### Page
The nwos package was designed to generate estimates for the U.S. Forest Service's National Woodland Owner Survey. The functions incorporate the NWOS sample design to generate estimates. Estimates can be generated for totals, proportions, means, medians, and associated variances. The background on the estimators is provided in Butler (In review).
This vignette shows the basic steps necessary to generate estimates using this package. The package can be downloaded from GitHub (devtools::install_git("git://github.com/bbutler01/nwos.git")). The examples below use the ``wi'' dataset supplied with the package. A description of this dataset is included in Butler (In review).
The basic steps are: Install packages and load data Generate replicates (used for variance estimates) Estimate stratum areas Calculate response rates Calculate weights Generate estimates, including variances
These steps are repeated for each combination of state, stratum (e.g., family forest owners), and domain. The basic estimators assume the data supplied are for an individual state. Wrapper functions can be developed for iterating through states, strata, domains, and variables.

### Written exercise A
Reproduce the records verbatim, beginning with their first line and continuing through the line that contains "xmin=500 ymin=22 xmax=529 ymax=38".

### Listed entries
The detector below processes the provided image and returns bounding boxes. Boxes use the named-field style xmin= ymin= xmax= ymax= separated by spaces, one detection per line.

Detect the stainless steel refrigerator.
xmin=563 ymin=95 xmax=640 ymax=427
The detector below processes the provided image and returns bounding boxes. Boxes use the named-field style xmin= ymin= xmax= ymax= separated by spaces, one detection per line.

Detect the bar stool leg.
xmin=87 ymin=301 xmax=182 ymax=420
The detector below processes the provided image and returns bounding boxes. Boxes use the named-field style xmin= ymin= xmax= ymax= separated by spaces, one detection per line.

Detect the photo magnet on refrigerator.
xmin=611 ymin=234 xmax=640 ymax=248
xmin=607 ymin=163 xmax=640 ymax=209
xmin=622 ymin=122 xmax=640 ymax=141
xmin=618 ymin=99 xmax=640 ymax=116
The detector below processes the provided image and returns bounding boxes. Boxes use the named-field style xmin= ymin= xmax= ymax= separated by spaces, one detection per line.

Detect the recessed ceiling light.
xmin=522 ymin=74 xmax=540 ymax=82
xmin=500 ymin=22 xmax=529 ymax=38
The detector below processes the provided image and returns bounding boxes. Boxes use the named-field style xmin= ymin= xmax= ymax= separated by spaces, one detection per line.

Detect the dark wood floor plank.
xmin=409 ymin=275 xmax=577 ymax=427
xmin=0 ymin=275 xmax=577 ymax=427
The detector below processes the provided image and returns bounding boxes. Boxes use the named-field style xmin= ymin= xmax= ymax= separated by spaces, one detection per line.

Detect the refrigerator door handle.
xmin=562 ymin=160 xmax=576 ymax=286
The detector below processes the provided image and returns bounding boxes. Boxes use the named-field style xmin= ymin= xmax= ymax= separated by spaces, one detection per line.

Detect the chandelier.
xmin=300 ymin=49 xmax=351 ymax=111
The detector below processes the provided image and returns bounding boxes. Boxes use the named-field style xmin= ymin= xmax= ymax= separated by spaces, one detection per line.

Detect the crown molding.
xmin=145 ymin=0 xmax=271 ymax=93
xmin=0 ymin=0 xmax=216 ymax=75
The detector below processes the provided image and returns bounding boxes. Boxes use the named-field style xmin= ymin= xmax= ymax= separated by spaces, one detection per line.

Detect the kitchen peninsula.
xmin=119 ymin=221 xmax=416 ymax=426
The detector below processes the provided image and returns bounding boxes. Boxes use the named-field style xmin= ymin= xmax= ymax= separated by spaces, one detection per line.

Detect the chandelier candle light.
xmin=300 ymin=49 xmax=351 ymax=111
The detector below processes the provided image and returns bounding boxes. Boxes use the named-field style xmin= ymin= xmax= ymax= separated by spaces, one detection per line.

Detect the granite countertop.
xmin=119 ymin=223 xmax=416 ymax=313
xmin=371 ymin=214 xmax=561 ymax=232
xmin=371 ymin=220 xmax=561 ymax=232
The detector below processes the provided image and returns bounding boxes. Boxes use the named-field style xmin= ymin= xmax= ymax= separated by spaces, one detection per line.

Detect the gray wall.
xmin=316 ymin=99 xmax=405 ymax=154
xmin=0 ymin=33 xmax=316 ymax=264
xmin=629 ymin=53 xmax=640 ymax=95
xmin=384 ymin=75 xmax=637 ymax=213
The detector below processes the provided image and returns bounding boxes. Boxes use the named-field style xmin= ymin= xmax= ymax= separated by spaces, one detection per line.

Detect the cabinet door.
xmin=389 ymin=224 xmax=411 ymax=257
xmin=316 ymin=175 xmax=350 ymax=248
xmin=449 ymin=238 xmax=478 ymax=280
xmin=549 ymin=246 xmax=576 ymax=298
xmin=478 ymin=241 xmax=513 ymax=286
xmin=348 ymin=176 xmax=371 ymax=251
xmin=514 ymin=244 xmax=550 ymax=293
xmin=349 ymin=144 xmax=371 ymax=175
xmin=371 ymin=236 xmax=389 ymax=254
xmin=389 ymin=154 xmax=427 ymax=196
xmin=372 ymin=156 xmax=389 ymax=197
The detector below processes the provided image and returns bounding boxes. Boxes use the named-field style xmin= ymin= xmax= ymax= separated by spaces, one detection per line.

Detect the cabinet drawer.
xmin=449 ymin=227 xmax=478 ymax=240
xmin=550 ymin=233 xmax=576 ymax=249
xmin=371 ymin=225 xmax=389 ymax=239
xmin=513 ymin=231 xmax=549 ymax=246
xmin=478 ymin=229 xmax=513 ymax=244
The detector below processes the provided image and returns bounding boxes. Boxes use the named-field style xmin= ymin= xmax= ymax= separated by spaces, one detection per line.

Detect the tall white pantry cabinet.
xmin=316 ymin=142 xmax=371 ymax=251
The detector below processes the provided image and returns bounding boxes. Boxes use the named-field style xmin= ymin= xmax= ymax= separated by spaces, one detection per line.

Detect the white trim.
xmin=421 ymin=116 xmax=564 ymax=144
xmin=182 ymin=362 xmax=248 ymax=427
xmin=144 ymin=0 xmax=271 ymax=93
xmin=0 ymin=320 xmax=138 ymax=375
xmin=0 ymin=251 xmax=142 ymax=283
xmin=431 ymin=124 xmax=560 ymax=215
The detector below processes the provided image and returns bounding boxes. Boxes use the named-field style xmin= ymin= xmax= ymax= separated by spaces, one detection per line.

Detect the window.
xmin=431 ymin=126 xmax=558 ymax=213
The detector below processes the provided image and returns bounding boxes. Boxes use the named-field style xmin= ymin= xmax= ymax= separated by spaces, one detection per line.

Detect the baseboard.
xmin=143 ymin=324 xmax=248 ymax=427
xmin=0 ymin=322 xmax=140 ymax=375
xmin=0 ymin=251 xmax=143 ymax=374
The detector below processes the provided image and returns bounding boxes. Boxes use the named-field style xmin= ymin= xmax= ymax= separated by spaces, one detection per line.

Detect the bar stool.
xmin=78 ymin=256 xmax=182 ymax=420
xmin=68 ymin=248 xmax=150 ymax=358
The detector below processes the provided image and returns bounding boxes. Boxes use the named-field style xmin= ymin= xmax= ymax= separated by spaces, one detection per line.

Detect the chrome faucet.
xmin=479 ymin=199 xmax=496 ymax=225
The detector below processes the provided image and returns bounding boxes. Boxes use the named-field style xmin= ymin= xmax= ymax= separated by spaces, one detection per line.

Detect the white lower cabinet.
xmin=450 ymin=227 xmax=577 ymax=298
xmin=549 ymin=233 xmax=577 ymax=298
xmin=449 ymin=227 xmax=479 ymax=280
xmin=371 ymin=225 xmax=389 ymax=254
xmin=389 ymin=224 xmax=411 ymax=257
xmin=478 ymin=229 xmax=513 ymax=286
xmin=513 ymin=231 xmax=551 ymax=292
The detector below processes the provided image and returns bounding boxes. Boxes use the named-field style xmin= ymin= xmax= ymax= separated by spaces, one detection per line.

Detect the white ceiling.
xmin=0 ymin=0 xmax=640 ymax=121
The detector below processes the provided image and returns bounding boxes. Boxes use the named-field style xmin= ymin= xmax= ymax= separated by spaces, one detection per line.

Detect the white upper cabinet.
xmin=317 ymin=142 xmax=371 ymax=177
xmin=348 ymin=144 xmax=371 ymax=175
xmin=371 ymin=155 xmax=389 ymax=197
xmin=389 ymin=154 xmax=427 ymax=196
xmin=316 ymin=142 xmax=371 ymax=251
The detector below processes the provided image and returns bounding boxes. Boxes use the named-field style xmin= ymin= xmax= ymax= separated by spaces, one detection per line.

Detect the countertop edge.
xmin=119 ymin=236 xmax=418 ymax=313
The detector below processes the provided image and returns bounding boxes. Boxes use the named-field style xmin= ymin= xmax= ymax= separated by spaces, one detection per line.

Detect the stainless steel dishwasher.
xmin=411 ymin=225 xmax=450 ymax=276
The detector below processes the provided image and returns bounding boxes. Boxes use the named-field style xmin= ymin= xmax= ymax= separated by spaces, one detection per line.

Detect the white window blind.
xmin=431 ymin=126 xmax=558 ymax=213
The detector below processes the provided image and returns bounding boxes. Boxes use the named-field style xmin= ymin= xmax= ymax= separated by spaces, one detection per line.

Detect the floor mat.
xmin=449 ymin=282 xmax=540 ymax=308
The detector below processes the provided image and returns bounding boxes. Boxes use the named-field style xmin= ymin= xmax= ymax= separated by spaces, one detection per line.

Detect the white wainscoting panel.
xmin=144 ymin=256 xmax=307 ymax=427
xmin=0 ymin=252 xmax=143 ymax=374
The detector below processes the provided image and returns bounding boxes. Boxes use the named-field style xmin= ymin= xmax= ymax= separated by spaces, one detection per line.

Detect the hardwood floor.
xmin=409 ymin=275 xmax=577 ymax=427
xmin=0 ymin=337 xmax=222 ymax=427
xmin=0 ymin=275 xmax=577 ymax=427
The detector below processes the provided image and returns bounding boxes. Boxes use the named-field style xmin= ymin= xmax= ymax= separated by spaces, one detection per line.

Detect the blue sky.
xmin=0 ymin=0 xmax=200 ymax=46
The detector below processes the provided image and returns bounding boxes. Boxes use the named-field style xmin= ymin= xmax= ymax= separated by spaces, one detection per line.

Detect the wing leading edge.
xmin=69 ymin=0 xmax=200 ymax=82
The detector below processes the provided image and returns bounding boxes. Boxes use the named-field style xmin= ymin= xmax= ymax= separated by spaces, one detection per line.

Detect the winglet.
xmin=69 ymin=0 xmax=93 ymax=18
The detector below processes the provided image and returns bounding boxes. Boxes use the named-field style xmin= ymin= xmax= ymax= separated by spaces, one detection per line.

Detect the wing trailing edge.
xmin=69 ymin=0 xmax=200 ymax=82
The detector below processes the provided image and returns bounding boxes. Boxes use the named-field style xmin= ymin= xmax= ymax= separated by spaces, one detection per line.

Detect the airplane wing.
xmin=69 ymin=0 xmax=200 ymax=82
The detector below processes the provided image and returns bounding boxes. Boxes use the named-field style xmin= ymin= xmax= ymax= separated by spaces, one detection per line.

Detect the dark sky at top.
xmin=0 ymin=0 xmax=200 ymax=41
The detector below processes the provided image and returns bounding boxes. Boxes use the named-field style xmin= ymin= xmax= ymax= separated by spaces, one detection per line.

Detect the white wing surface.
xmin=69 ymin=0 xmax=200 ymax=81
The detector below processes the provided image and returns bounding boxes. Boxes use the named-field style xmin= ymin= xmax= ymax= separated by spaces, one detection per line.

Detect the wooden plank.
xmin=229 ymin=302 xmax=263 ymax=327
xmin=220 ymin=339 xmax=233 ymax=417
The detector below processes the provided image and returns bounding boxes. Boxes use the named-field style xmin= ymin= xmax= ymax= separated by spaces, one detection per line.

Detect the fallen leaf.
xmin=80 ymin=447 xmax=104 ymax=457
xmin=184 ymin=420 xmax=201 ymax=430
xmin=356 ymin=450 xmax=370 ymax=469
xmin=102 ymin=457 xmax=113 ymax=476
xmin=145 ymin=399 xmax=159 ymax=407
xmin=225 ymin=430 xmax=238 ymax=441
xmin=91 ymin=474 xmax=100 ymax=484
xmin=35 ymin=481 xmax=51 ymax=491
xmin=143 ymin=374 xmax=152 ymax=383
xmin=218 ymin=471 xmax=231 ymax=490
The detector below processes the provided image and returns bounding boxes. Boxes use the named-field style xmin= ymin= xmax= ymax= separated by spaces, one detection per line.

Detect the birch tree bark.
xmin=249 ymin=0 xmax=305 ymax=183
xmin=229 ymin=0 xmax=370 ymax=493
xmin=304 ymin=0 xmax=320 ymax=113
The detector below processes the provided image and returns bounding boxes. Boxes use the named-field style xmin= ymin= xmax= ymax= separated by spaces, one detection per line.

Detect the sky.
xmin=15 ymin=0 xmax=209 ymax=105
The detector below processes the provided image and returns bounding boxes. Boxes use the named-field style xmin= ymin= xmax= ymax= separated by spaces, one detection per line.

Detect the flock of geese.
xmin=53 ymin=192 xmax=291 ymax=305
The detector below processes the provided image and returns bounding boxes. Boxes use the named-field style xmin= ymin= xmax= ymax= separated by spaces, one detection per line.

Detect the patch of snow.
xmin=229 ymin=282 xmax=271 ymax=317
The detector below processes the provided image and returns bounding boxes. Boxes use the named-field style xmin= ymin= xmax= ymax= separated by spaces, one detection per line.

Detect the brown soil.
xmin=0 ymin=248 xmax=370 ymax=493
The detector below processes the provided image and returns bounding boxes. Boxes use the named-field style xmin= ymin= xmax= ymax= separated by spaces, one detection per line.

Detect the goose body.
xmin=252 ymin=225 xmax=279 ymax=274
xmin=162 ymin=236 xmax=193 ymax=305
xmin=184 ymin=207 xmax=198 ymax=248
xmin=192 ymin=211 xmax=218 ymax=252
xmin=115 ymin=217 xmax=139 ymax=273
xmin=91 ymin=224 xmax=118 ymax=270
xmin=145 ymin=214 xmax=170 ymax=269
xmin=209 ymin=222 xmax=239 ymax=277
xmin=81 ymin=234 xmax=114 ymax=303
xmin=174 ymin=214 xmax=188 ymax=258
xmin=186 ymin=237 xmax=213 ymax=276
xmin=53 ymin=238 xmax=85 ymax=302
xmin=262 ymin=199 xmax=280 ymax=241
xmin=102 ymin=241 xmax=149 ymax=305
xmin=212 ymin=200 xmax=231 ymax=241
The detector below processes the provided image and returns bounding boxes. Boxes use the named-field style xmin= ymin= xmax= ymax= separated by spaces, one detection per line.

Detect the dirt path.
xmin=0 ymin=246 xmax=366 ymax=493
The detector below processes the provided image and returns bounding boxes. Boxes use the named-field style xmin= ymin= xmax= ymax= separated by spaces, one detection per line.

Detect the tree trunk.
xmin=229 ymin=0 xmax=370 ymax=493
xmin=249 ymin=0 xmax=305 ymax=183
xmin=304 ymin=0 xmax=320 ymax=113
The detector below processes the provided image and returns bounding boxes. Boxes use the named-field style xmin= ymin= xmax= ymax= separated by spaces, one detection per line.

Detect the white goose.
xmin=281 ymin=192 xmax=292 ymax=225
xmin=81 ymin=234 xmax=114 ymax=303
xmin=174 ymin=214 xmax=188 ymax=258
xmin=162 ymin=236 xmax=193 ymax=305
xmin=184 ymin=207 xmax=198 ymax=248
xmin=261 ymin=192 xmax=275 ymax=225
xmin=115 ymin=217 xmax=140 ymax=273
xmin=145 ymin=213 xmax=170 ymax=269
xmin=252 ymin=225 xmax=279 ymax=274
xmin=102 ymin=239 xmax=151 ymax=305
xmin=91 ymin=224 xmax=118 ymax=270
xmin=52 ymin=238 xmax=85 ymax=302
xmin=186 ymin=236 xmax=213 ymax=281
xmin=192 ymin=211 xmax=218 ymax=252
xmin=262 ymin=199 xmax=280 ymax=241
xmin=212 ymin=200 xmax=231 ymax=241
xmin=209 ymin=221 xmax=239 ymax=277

### Written exercise B
Answer these questions from the nwos package text:
(i) For which survey was the package designed to generate estimates?
(ii) Which dataset supplied with the package do the examples use?
(iii) What do the basic estimators assume about the data supplied?

### Task result A
The detector below processes the provided image and returns bounding boxes. Boxes use the named-field style xmin= ymin= xmax= ymax= separated by spaces, one detection per line.

Detect the stainless steel refrigerator.
xmin=563 ymin=95 xmax=640 ymax=427
The detector below processes the provided image and returns bounding boxes. Boxes use the named-field style xmin= ymin= xmax= ymax= separated by spaces, one detection per line.

Detect the bar stool leg.
xmin=87 ymin=301 xmax=182 ymax=420
The detector below processes the provided image and returns bounding boxes. Boxes use the named-field style xmin= ymin= xmax= ymax= separated by spaces, one detection per line.

Detect the photo magnet on refrigerator.
xmin=611 ymin=234 xmax=640 ymax=248
xmin=607 ymin=163 xmax=640 ymax=209
xmin=622 ymin=122 xmax=640 ymax=141
xmin=618 ymin=99 xmax=640 ymax=116
The detector below processes the provided image and returns bounding boxes. Boxes use the named-field style xmin= ymin= xmax= ymax= separated by spaces, one detection per line.

Detect the recessed ceiling light.
xmin=522 ymin=74 xmax=540 ymax=82
xmin=500 ymin=22 xmax=529 ymax=38

### Task result B
(i) The U.S. Forest Service's National Woodland Owner Survey.
(ii) The "wi" dataset.
(iii) That the data are for an individual state.